(Pointing dataset excerpts)
+++
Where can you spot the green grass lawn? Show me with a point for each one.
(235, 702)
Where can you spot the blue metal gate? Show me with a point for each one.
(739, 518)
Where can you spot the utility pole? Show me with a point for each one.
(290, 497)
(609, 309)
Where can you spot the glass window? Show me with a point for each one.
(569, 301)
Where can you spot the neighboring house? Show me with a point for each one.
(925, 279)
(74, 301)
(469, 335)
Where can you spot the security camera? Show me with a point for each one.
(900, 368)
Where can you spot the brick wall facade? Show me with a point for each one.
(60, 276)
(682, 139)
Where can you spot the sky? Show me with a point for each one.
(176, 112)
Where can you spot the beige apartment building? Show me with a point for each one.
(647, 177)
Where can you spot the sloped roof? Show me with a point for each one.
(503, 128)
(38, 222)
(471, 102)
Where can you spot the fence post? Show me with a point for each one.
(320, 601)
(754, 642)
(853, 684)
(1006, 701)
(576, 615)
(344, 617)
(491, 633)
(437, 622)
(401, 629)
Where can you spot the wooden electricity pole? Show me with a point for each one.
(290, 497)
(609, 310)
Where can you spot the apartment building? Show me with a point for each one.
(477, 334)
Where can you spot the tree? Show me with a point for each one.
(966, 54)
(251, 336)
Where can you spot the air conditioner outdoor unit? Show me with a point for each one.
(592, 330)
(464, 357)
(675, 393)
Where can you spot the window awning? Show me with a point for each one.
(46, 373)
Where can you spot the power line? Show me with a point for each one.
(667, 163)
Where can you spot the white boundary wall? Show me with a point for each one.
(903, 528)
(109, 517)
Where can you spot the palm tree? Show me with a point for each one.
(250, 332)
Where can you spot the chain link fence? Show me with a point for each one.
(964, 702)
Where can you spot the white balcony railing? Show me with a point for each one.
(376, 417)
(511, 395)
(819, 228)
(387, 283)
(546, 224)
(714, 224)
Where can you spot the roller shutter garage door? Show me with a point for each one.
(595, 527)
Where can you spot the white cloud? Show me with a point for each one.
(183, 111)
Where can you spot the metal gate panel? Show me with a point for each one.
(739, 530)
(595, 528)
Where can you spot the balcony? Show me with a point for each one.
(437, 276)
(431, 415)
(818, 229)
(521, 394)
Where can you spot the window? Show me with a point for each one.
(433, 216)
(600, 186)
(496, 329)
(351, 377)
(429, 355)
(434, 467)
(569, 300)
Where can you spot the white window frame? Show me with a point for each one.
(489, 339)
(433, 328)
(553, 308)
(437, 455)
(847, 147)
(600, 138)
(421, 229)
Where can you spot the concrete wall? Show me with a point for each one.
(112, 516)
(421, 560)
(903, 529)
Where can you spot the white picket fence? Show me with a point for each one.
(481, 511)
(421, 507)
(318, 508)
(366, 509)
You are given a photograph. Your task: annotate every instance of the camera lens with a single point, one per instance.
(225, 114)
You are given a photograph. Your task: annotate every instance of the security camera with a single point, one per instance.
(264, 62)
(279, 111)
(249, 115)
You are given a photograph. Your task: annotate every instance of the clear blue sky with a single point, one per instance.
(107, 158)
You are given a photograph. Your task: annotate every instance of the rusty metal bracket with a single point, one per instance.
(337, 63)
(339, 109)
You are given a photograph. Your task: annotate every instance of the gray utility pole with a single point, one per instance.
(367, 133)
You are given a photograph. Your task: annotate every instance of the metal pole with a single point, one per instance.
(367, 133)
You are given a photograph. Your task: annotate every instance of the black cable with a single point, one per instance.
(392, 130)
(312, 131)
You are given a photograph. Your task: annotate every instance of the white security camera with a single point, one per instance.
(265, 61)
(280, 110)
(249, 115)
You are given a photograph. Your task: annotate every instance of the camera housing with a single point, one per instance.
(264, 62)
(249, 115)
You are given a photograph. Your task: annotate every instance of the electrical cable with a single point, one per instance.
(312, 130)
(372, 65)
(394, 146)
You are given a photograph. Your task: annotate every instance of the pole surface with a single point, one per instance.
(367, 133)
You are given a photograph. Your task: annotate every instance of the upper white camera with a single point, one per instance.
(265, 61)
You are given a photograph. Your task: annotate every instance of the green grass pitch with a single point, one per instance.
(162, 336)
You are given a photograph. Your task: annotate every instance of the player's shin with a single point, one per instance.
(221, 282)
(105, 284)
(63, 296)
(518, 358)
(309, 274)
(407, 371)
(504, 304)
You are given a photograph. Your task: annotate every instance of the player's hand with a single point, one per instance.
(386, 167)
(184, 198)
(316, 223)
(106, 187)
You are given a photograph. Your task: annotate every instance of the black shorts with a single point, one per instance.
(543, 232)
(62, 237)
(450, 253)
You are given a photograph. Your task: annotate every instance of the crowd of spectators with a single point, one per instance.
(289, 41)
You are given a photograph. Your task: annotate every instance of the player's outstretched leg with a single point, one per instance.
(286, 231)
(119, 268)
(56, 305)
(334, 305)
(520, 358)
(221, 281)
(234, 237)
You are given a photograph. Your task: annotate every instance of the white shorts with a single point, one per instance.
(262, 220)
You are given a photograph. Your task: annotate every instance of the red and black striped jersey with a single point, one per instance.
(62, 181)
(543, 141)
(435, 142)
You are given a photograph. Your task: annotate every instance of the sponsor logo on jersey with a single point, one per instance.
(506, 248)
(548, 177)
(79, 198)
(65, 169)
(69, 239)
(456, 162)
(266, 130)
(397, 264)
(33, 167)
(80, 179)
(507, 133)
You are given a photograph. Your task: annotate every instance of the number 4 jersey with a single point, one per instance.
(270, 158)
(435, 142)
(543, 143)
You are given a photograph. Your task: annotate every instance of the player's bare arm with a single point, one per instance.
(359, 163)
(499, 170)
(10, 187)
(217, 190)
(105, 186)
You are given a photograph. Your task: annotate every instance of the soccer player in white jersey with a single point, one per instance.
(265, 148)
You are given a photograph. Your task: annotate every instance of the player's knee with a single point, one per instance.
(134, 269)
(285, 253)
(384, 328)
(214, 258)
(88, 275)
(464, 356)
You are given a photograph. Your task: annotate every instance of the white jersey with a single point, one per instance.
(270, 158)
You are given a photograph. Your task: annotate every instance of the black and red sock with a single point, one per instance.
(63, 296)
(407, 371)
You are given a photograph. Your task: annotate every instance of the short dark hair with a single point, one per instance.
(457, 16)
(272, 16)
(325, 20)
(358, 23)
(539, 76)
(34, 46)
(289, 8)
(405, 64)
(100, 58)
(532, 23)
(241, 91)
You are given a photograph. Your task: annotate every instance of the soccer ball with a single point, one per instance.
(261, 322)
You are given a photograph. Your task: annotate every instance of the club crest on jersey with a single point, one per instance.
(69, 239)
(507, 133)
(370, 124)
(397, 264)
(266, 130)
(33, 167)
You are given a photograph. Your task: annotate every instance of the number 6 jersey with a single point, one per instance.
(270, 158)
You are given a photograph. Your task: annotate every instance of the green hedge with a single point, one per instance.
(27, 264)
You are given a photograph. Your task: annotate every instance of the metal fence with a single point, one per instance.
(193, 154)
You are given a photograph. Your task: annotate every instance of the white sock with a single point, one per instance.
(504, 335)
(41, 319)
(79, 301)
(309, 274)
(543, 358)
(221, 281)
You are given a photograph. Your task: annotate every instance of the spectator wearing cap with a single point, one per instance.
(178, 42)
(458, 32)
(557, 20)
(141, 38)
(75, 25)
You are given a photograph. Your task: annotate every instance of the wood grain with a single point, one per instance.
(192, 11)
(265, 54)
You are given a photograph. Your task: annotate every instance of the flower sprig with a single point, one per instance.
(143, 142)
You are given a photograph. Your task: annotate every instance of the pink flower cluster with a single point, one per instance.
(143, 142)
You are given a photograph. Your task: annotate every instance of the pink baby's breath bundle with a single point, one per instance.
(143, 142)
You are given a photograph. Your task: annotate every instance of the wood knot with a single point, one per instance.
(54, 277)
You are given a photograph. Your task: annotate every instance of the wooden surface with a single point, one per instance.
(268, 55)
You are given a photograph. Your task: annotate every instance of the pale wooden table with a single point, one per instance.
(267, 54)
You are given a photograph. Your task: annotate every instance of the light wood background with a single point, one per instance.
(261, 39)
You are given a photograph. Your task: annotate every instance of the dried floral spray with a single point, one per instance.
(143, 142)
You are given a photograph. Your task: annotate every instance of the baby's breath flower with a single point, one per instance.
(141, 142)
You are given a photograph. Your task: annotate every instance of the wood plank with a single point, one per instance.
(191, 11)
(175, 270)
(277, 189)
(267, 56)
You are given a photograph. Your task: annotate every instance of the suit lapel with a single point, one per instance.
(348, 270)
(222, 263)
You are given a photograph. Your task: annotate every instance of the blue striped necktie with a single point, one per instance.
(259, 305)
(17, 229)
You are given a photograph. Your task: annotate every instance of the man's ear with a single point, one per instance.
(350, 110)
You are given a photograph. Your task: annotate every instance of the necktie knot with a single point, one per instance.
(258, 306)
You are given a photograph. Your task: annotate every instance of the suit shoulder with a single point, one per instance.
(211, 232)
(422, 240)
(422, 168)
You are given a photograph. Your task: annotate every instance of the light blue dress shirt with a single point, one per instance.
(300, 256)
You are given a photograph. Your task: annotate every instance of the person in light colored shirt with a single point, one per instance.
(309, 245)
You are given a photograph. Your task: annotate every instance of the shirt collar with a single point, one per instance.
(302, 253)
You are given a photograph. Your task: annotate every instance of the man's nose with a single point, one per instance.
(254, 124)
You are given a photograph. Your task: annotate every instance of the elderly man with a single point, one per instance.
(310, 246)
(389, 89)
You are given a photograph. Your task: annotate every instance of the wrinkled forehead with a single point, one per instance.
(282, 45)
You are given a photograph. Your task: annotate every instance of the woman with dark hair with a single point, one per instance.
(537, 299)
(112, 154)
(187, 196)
+++
Set problem —
Your task is to extract the lines running from the one with "ear with a single point, one per instance." to the end of the material, inclusive, copying each exactly and adding nothing.

Full answer —
You are given a photograph. Your task: annotate every instance of the man's ear with a single point, one per instance.
(350, 110)
You are given a photograph. Your task: annotate every instance of the necktie knot with a single point, one per instance.
(258, 306)
You are given a photograph. Your task: annotate every instance of the suit shoulder with a single point, one per instance.
(211, 232)
(422, 240)
(422, 168)
You are given a photograph. Your task: annotate every instance of the light blue dress shirt with a single point, one per instance.
(300, 256)
You are given a photograph. Your task: annotate every instance of the person in light colored shirt with a single point, one per instance.
(309, 245)
You are given a photograph. Your task: annotate every instance of the shirt collar with a single point, one per instance.
(302, 253)
You are given a photograph. Your task: annotate every instance of the man's nose with a single point, one per instance.
(254, 124)
You are given a photograph. Your task: annotate every instance of the elderly man with a single point, one per instance.
(310, 246)
(389, 89)
You are given a photograph. Your task: annotate every instance of the wrinkled forehead with a single point, one per instance.
(282, 45)
You are given a photograph. Your task: annotate every instance of the woman with dark hair with a single point, one per instance.
(537, 299)
(112, 154)
(187, 196)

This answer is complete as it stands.